* GESPEICHERTE DATEN *
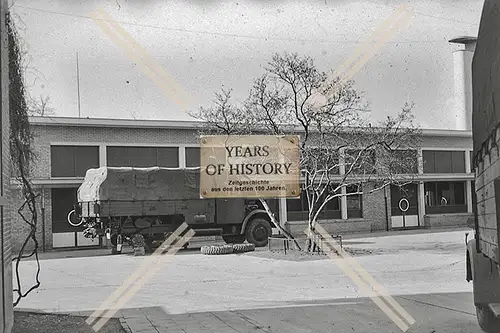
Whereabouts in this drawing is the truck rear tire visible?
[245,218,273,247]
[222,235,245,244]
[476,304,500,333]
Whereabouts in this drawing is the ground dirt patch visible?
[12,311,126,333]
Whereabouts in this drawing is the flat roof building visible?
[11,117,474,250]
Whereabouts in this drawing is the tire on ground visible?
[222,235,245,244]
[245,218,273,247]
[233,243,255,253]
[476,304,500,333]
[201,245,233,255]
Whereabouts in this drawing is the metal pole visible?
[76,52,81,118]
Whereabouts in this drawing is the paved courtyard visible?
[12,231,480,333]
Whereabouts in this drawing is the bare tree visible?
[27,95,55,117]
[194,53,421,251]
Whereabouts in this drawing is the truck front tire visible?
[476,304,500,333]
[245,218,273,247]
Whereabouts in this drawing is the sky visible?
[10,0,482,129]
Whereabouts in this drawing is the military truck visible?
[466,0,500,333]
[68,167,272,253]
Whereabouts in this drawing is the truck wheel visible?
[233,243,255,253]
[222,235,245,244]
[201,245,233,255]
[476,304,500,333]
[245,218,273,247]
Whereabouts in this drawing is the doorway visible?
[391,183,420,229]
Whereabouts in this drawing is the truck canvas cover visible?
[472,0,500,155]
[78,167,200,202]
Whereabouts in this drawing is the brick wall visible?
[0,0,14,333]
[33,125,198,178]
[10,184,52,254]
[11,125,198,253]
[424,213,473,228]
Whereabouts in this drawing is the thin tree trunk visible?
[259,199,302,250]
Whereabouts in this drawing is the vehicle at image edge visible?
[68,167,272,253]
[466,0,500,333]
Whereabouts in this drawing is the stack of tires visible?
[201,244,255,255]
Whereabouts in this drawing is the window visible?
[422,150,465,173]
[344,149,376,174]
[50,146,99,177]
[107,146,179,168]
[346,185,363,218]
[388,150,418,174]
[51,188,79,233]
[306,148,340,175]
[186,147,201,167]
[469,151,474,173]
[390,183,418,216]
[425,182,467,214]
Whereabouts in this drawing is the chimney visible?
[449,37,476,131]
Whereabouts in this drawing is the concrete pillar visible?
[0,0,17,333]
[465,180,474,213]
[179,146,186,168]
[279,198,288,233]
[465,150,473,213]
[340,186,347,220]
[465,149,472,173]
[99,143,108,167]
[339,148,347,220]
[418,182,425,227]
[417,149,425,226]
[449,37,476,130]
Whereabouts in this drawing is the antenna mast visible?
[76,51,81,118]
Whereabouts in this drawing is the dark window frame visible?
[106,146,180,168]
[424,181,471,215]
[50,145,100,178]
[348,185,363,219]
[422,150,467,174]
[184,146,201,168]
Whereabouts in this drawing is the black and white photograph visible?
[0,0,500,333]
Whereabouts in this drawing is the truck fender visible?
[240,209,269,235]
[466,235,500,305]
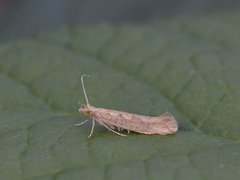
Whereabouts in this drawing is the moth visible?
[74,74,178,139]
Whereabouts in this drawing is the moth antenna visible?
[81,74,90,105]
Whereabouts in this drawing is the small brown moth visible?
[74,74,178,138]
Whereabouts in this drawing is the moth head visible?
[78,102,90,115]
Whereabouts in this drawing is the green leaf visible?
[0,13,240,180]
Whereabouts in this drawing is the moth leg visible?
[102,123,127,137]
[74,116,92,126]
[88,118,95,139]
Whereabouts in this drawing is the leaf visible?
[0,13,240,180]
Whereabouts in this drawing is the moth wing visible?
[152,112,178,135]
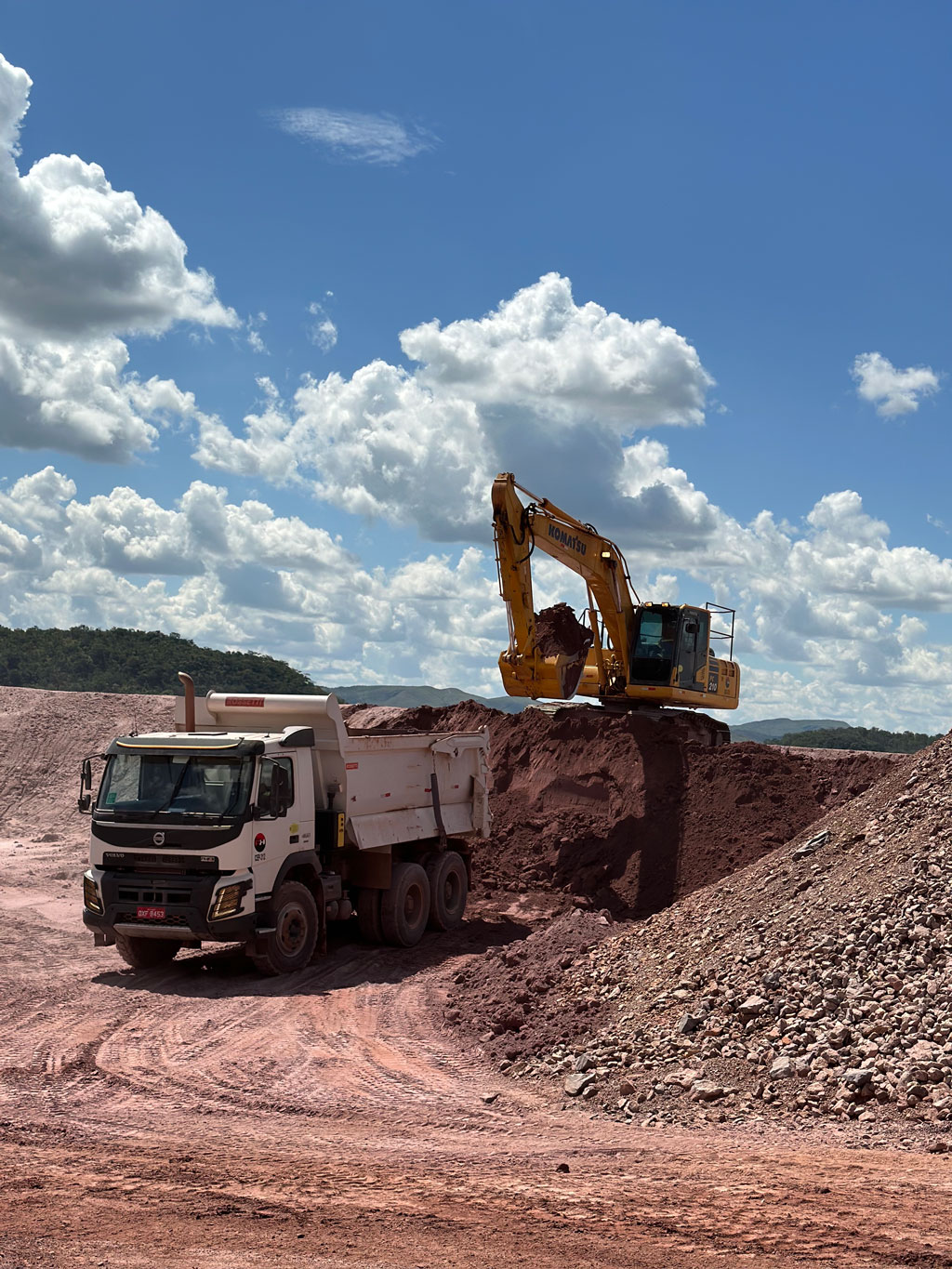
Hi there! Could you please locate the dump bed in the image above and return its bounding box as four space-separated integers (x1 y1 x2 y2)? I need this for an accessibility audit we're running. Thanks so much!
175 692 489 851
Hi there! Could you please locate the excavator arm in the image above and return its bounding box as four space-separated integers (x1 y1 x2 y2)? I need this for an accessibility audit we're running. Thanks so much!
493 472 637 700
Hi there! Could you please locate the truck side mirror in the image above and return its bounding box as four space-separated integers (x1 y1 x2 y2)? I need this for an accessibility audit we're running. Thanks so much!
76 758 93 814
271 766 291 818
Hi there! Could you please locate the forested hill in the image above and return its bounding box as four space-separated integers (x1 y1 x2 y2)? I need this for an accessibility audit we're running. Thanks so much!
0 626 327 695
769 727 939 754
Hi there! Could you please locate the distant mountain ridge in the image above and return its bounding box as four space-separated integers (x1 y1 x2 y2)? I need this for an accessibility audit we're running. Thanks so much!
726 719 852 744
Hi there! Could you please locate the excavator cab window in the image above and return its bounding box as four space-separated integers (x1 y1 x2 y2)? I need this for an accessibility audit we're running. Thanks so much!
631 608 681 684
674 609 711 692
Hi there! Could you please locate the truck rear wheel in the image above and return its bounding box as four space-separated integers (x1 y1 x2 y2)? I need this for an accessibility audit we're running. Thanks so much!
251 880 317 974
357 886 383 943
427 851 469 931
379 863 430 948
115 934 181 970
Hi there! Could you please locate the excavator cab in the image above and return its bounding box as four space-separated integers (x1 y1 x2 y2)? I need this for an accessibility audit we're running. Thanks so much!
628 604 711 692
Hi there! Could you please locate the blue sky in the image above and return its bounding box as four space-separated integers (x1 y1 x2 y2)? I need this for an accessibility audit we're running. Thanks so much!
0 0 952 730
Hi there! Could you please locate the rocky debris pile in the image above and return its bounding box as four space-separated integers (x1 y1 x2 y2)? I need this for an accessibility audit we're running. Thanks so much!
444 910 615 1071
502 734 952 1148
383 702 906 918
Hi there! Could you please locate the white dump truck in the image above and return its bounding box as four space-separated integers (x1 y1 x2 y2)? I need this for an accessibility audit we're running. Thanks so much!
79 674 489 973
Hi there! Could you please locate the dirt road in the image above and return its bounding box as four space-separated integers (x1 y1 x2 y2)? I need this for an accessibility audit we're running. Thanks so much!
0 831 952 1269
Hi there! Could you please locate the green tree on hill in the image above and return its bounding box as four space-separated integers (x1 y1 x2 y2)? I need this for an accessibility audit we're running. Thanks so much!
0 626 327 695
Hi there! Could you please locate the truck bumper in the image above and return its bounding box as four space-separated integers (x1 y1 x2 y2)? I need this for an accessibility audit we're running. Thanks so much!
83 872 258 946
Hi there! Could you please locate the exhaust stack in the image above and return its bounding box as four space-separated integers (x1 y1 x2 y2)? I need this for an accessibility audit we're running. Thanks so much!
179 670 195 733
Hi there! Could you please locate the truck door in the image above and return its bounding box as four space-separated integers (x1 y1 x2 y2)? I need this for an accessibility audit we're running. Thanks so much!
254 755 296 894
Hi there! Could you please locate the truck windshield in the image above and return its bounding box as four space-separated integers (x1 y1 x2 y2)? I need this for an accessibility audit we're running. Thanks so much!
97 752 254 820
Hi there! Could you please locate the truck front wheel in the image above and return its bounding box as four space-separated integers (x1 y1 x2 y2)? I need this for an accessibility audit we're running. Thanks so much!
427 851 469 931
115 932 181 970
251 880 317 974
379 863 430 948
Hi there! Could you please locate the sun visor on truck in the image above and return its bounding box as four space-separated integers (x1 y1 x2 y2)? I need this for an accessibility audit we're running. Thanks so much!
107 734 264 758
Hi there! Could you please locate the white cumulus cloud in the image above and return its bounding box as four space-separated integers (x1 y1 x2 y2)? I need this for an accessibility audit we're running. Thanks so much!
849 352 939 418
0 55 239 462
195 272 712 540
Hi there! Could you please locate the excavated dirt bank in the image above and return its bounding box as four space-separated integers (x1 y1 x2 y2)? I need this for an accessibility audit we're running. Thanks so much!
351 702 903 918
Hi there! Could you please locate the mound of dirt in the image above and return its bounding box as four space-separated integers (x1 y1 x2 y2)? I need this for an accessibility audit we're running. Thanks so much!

* AUFGABENSTELLUNG *
Gib sämtliche Daten oben als nummerierte Liste ohne Leerzeilen wieder und lass dabei die Bilder weg.

* SCHRIFTLICHE LÖSUNG *
1. Whereabouts in this drawing is the truck rear tire visible?
2. [245,218,273,247]
3. [222,235,245,244]
4. [476,304,500,333]
5. Whereabouts in this drawing is the ground dirt patch visible?
6. [12,311,126,333]
7. Whereabouts in this drawing is the flat roof building visible?
8. [11,117,474,250]
9. Whereabouts in this drawing is the tire on ground visible?
10. [222,235,245,244]
11. [245,218,273,247]
12. [233,243,255,253]
13. [476,304,500,333]
14. [201,245,233,255]
15. Whereabouts in this drawing is the metal pole visible?
16. [76,52,81,118]
17. Whereabouts in this drawing is the paved courtyard visible?
18. [12,231,480,333]
19. Whereabouts in this drawing is the bare tree visible?
20. [27,95,55,117]
21. [194,53,421,251]
22. Whereabouts in this drawing is the truck front tire visible?
23. [476,304,500,333]
24. [245,218,273,247]
25. Whereabouts in this drawing is the sky visible?
26. [10,0,482,129]
27. Whereabouts in this drawing is the military truck visible?
28. [466,0,500,333]
29. [68,167,272,253]
30. Whereabouts in this drawing is the truck wheel visible?
31. [233,243,255,253]
32. [222,235,245,244]
33. [201,245,233,255]
34. [476,304,500,333]
35. [245,218,273,247]
36. Whereabouts in this drawing is the doorway visible?
37. [391,183,420,229]
38. Whereabouts in this drawing is the truck canvas cover visible?
39. [472,0,500,155]
40. [78,167,200,202]
41. Whereabouts in this drawing is the brick wall visible?
42. [0,0,14,333]
43. [33,125,198,178]
44. [10,184,52,254]
45. [11,125,198,253]
46. [424,213,473,228]
47. Whereabouts in this drawing is the thin tree trunk visible?
48. [259,199,302,250]
49. Whereabouts in this drawing is the vehicle at image edge visible?
50. [68,167,272,253]
51. [466,0,500,333]
52. Whereabouts in this drawing is the stack of tires visible?
53. [201,244,255,255]
54. Whereabouts in this drawing is the window visible?
55. [422,150,465,173]
56. [344,149,376,174]
57. [50,146,99,177]
58. [107,146,179,168]
59. [346,185,363,218]
60. [388,150,418,174]
61. [51,188,79,233]
62. [306,148,340,175]
63. [186,147,201,167]
64. [469,151,474,173]
65. [390,183,418,216]
66. [425,182,467,214]
67. Whereabouts in this drawing is the chimney visible?
68. [449,37,476,131]
69. Whereabouts in this drawing is the concrete pillar visible?
70. [0,0,17,333]
71. [465,180,474,213]
72. [179,146,186,168]
73. [279,198,288,233]
74. [465,150,473,213]
75. [340,186,347,220]
76. [465,149,472,173]
77. [99,143,108,167]
78. [339,148,347,220]
79. [418,182,425,227]
80. [417,149,425,226]
81. [449,37,476,130]
82. Whereabouts in this drawing is the antenna mast visible?
83. [76,51,81,118]
84. Whereabouts in this drawing is the dark window frame visible?
85. [106,146,180,168]
86. [424,181,471,215]
87. [50,145,100,178]
88. [348,185,363,219]
89. [422,150,467,174]
90. [184,146,201,168]
91. Whereabouts in this drawing is the black and white photograph visible?
92. [0,0,500,333]
93. Whereabouts in this drawing is the truck fender visible?
94. [240,209,269,235]
95. [466,235,500,305]
96. Whereabouts in this drawing is the moth visible?
97. [74,74,178,139]
98. Whereabouts in this drawing is the moth antenna visible?
99. [81,74,90,105]
100. Whereabouts in this drawing is the small brown moth visible?
101. [74,74,178,138]
102. Whereabouts in this drawing is the moth head visible?
103. [78,102,90,115]
104. Whereabouts in this drawing is the green leaf visible?
105. [0,13,240,180]
106. Whereabouts in this drawing is the moth leg visible?
107. [102,123,127,137]
108. [74,116,92,126]
109. [88,118,95,139]
110. Whereabouts in this drawing is the leaf visible?
111. [0,13,240,180]
112. Whereabouts in this drawing is the moth wing visible?
113. [152,112,178,135]
114. Hi there! Could you please locate the dump bed in the image above and return its bounding box as four space-separated integers (x1 y1 x2 y2)? I need this for an accessibility audit we're running. Thanks so much!
115. 175 692 489 851
116. Hi there! Could you please locate the excavator arm in the image above and return its bounding box as four space-separated integers (x1 y1 x2 y2)? I need this for an accessibility audit we're running. Thanks so much!
117. 493 472 637 700
118. Hi there! Could you please locate the truck side mirror in the image above and return its bounding box as four space-separated integers (x1 y1 x2 y2)? I need this for an accessibility audit we're running. Thanks so much!
119. 76 758 93 814
120. 271 766 291 818
121. Hi there! Could you please locate the forested hill in the image above and return its bounding box as four space-separated integers (x1 y1 x2 y2)? I need this for an accessibility audit we're running. Thanks so much!
122. 0 626 327 695
123. 769 727 939 754
124. Hi there! Could you please locate the distant mountain ridge in the image above and return its bounding box as four space-separated integers (x1 y1 x2 y2)? I need this for an accessibility audit we're running. Thanks so much!
125. 726 719 852 744
126. Hi there! Could you please locate the excavator cab window in the image above and return its bounding box as four space-separated integers (x1 y1 x2 y2)? I need this for an accessibility audit we're running. Thanks so much!
127. 631 608 681 684
128. 674 609 711 692
129. Hi there! Could you please locate the truck rear wheel in the image above and return its bounding box as four space-separated integers (x1 y1 x2 y2)? I need this for an accessibility audit we're running. Thanks so much!
130. 251 880 317 974
131. 357 886 383 943
132. 427 851 469 931
133. 379 863 430 948
134. 115 934 181 970
135. Hi there! Could you please locate the excavator cab in the image above and return its bounding box as four space-separated integers (x1 y1 x2 y2)? I need this for an accessibility audit we're running. Thanks so much!
136. 628 604 711 692
137. Hi there! Could you please locate the blue sky in the image above and return its bounding box as four space-separated integers (x1 y1 x2 y2)? I need this for an accessibility audit we're running. Thanks so much!
138. 0 0 952 730
139. Hi there! Could you please locate the rocky debris pile in the image above and return its bounding box as four space-separated integers (x1 y1 x2 y2)? I need this for an accessibility audit we're running. Thanks so much!
140. 444 910 615 1071
141. 502 734 952 1148
142. 383 702 906 918
143. Hi there! Could you please locate the white dump truck in the image above and return its bounding box as four space-separated integers (x1 y1 x2 y2)? I need this for an accessibility audit we're running. Thanks so much!
144. 79 674 489 973
145. Hi there! Could you please locate the dirt road in the image above and return its bounding box as four space-separated integers (x1 y1 x2 y2)? I need this for an accessibility audit we're running. Thanks so much!
146. 0 831 952 1269
147. Hi there! Could you please locate the green tree on hill in the image above and return its bounding box as four space-separated integers (x1 y1 x2 y2)? I need this for an accessibility audit we're running. Thanks so much!
148. 0 626 327 695
149. Hi there! Could you please locate the truck bumper in the image above and return its bounding box as four space-separated integers (x1 y1 x2 y2)? I need this for an accessibility audit we're running. Thanks so much!
150. 83 872 258 946
151. Hi there! Could you please locate the exhaust stack in the image above and return its bounding box as four space-separated integers (x1 y1 x2 y2)? I need this for an accessibility audit we're running. Thanks so much!
152. 179 670 195 733
153. Hi there! Could you please locate the truck door in the image above and return its bounding box as four space-separated integers (x1 y1 x2 y2)? I need this for an accessibility audit we're running. Thanks so much!
154. 254 755 296 894
155. Hi there! Could you please locate the truck windshield in the image above and return its bounding box as four space-separated integers (x1 y1 x2 y2)? I need this for an accessibility audit we're running. Thanks so much!
156. 97 752 254 820
157. Hi there! Could you please locate the truck front wheel in the image above and return its bounding box as four space-separated integers (x1 y1 x2 y2)? I need this for an accessibility audit we're running. Thanks so much!
158. 427 851 469 931
159. 115 932 181 970
160. 251 880 317 974
161. 379 863 430 948
162. Hi there! Could you please locate the sun visor on truck in the image above and return its bounding box as four space-separated integers (x1 y1 x2 y2)? I need this for an accessibility audit we're running. Thanks so much!
163. 107 734 264 758
164. Hi there! Could you please locate the white cumulus cloud in the image above and return its bounding box as four space-separated integers (x1 y1 x2 y2)? I need this for an accessibility audit we're running. Thanks so much!
165. 849 352 939 418
166. 0 55 239 462
167. 195 272 712 540
168. Hi there! Could you please locate the excavated dirt bank in the image above and return its bounding box as four space-separated integers (x1 y1 x2 y2)? I need this for an accessibility audit we're running. Thanks so much!
169. 351 702 903 918
170. Hi there! Could you please locate the mound of dirt in the image above and return its bounding box as four space-separated integers (x1 y1 x2 y2)? I need this for an accessibility audit we're running. Thanks so much!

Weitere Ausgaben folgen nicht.